--- Start Available records ---

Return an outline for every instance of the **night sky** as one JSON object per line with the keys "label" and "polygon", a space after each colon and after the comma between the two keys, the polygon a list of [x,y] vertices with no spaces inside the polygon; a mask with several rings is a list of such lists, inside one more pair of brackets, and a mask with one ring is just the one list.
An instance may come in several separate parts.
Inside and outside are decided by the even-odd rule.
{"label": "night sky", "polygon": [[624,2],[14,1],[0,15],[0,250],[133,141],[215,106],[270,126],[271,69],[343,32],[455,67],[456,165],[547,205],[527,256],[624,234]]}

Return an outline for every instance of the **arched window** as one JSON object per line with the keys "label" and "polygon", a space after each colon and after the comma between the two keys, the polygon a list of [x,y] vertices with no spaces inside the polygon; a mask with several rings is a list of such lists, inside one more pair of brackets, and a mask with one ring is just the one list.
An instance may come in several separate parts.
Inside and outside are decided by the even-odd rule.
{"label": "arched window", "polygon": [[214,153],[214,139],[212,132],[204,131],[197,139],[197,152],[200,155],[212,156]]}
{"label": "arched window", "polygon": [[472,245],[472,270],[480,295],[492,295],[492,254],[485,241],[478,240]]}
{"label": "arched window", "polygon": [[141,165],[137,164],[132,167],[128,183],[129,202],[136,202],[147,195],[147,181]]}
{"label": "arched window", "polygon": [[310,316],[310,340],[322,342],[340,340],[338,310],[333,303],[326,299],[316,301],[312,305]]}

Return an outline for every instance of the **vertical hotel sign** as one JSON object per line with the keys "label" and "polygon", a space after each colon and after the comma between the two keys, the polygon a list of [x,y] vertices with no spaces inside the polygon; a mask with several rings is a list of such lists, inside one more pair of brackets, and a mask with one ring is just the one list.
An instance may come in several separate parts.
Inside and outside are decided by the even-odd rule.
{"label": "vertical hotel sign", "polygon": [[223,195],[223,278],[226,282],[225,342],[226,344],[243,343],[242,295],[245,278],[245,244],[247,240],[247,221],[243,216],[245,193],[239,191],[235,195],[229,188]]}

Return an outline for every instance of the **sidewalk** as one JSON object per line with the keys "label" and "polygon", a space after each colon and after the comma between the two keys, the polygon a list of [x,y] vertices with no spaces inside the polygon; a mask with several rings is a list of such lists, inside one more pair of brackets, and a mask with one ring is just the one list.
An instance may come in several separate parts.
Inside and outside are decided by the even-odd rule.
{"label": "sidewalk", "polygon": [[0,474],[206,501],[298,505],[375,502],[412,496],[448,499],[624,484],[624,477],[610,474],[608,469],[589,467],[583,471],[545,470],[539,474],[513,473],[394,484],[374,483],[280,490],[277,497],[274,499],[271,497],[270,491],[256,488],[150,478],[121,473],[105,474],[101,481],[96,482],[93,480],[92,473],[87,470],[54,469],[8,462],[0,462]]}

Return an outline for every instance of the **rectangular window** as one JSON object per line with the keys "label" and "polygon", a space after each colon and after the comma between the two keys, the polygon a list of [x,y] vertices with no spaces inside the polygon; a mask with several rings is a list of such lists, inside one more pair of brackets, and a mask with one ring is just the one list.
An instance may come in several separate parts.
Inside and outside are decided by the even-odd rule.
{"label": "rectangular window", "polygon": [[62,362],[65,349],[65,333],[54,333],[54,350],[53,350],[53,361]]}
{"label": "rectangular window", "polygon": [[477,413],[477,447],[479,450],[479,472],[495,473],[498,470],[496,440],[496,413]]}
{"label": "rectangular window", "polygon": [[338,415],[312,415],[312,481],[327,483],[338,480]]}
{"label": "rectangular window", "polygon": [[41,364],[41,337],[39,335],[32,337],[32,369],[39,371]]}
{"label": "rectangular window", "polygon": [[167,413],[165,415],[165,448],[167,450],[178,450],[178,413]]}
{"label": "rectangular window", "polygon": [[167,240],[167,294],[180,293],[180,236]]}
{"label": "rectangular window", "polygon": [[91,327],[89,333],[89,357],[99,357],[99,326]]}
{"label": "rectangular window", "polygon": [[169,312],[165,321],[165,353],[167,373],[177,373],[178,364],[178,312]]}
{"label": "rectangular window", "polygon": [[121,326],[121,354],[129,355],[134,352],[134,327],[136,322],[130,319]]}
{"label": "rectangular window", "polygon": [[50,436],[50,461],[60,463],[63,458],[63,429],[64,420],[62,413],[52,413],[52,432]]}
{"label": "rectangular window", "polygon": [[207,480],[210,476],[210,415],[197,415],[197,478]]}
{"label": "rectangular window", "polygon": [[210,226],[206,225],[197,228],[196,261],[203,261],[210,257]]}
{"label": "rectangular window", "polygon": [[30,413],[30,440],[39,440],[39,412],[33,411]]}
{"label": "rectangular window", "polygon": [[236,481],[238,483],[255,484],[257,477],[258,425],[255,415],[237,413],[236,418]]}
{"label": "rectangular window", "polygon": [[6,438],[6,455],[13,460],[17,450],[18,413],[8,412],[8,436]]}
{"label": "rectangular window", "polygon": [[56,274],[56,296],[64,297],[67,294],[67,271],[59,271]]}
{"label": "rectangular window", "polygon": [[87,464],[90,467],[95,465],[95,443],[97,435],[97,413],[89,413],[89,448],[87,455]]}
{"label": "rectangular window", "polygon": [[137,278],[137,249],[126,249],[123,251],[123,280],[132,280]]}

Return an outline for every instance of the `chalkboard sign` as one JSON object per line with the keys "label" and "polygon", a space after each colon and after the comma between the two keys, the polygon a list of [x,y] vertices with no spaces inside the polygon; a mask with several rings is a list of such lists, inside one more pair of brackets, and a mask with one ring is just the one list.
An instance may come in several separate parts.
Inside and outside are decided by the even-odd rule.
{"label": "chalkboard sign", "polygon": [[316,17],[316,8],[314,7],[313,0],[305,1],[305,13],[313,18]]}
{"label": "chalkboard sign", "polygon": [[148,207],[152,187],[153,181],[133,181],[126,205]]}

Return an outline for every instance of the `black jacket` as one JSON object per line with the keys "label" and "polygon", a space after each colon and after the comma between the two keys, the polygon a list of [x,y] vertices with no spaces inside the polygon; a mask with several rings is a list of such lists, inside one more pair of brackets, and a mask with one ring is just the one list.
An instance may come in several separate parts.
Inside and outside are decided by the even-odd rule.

--- End Available records ---

Count the lines of the records that contain the word "sidewalk". Give only the number.

## Full output
2